Records shown:
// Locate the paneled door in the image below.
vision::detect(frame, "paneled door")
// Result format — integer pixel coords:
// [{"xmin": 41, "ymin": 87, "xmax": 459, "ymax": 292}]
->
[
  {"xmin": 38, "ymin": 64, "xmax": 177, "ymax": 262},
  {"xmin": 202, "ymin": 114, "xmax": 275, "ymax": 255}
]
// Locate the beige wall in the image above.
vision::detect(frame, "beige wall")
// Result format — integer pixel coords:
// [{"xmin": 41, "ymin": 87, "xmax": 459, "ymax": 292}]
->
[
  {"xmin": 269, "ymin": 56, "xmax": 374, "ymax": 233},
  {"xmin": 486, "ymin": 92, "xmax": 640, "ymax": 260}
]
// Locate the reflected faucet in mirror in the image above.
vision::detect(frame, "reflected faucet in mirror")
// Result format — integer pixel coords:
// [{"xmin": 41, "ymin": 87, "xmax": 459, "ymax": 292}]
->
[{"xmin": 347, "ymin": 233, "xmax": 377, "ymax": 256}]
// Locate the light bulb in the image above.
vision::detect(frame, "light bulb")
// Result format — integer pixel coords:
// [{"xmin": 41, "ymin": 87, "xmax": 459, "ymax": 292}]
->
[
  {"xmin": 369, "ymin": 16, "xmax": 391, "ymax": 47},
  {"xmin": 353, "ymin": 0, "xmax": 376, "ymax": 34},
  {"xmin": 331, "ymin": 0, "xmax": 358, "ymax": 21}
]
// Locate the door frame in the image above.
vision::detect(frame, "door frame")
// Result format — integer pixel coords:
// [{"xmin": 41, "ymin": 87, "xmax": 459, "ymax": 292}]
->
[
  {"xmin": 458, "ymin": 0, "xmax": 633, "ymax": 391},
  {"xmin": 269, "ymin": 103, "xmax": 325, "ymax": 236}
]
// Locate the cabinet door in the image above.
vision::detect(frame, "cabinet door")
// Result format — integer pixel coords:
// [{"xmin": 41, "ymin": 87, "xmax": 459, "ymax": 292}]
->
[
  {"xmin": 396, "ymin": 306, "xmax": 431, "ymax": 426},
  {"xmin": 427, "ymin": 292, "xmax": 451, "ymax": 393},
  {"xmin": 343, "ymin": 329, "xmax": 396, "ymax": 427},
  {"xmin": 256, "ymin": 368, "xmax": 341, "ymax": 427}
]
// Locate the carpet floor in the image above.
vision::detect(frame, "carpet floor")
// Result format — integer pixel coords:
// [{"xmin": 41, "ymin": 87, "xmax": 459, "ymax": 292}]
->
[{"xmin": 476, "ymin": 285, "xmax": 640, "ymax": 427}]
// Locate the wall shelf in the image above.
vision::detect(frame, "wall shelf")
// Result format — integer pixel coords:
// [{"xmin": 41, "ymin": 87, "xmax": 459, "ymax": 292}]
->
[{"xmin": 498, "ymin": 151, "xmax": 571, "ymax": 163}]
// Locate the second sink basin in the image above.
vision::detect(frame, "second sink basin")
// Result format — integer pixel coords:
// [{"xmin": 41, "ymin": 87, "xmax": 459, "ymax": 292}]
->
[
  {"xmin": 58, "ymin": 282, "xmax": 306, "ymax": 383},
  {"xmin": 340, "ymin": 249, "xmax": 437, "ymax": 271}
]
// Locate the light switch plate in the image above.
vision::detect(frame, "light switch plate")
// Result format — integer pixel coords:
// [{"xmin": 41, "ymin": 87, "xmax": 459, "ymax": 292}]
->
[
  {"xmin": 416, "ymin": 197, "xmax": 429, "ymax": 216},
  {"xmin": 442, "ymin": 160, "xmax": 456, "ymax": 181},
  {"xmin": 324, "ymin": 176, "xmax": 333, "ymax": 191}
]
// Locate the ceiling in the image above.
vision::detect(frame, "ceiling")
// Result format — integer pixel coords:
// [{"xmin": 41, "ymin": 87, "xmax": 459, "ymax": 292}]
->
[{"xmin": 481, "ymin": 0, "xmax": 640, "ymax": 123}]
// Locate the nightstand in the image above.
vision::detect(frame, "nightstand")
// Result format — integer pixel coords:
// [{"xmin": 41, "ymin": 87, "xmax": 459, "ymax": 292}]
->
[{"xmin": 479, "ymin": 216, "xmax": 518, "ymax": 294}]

Your task:
Restate the records, all of them, precisely as written.

Correct answer:
// Locate the paneled door in the image below.
vision::detect(frame, "paneled door")
// Result format — integer pixel coords:
// [{"xmin": 41, "ymin": 87, "xmax": 459, "ymax": 292}]
->
[
  {"xmin": 38, "ymin": 64, "xmax": 177, "ymax": 262},
  {"xmin": 202, "ymin": 114, "xmax": 275, "ymax": 255}
]
// Locate the beige wall in the image above.
vision::detect(frame, "beige wall")
// Result format — integer pixel coords:
// [{"xmin": 41, "ymin": 87, "xmax": 459, "ymax": 292}]
->
[
  {"xmin": 269, "ymin": 56, "xmax": 374, "ymax": 233},
  {"xmin": 486, "ymin": 92, "xmax": 640, "ymax": 260}
]
// Locate the reflected faucet in mirror in the image above.
vision::detect(frame, "reflected faucet in mirror")
// Result format — integer pixel coords:
// [{"xmin": 41, "ymin": 87, "xmax": 459, "ymax": 292}]
->
[{"xmin": 347, "ymin": 233, "xmax": 377, "ymax": 256}]
// Locate the light bulb in the image above.
vision::detect(frame, "light bulb")
// Result format — integer pixel coords:
// [{"xmin": 41, "ymin": 87, "xmax": 459, "ymax": 292}]
->
[
  {"xmin": 369, "ymin": 16, "xmax": 391, "ymax": 47},
  {"xmin": 353, "ymin": 0, "xmax": 376, "ymax": 34},
  {"xmin": 331, "ymin": 0, "xmax": 358, "ymax": 21}
]
// Locate the door frame in the image above.
vision::detect(frame, "door frame")
// Result format — integer pixel coords:
// [{"xmin": 41, "ymin": 87, "xmax": 459, "ymax": 292}]
->
[
  {"xmin": 458, "ymin": 0, "xmax": 633, "ymax": 391},
  {"xmin": 269, "ymin": 103, "xmax": 325, "ymax": 236}
]
// Locate the cabinet door in the image above.
vision::detect(frame, "cabinet door")
// Result format — integer pixel coords:
// [{"xmin": 41, "ymin": 87, "xmax": 459, "ymax": 292}]
->
[
  {"xmin": 396, "ymin": 306, "xmax": 431, "ymax": 426},
  {"xmin": 427, "ymin": 292, "xmax": 451, "ymax": 393},
  {"xmin": 343, "ymin": 329, "xmax": 396, "ymax": 427},
  {"xmin": 256, "ymin": 368, "xmax": 341, "ymax": 427}
]
// Locate the carpet floor in the image above.
vision::detect(frame, "carpet floor")
// Result format — integer pixel coords:
// [{"xmin": 41, "ymin": 87, "xmax": 459, "ymax": 292}]
->
[{"xmin": 476, "ymin": 285, "xmax": 640, "ymax": 427}]
// Locate the wall shelf in the image above.
vision::detect(frame, "wall shelf")
// Result format — integer pixel coords:
// [{"xmin": 41, "ymin": 87, "xmax": 459, "ymax": 292}]
->
[{"xmin": 498, "ymin": 151, "xmax": 571, "ymax": 163}]
// Locate the second sink basin in the image above.
vision::detect(frame, "second sink basin")
// Result format — integer pixel coords:
// [{"xmin": 41, "ymin": 87, "xmax": 459, "ymax": 292}]
->
[
  {"xmin": 58, "ymin": 282, "xmax": 306, "ymax": 383},
  {"xmin": 340, "ymin": 249, "xmax": 437, "ymax": 271}
]
// Locate the light switch plate in the image above.
vision::detect(frame, "light switch plate")
// Result format — integer pixel coords:
// [{"xmin": 41, "ymin": 87, "xmax": 459, "ymax": 292}]
->
[
  {"xmin": 416, "ymin": 197, "xmax": 429, "ymax": 216},
  {"xmin": 442, "ymin": 160, "xmax": 456, "ymax": 181},
  {"xmin": 324, "ymin": 176, "xmax": 333, "ymax": 191}
]
// Locate the ceiling in the image above.
vision::detect(frame, "ceiling")
// Result format — integer pixel coords:
// [{"xmin": 41, "ymin": 87, "xmax": 459, "ymax": 292}]
->
[{"xmin": 481, "ymin": 0, "xmax": 640, "ymax": 123}]
// Locate the nightstand in the image above.
vision::detect(frame, "nightstand")
// Result format — integer pixel coords:
// [{"xmin": 41, "ymin": 87, "xmax": 459, "ymax": 292}]
->
[{"xmin": 479, "ymin": 216, "xmax": 518, "ymax": 294}]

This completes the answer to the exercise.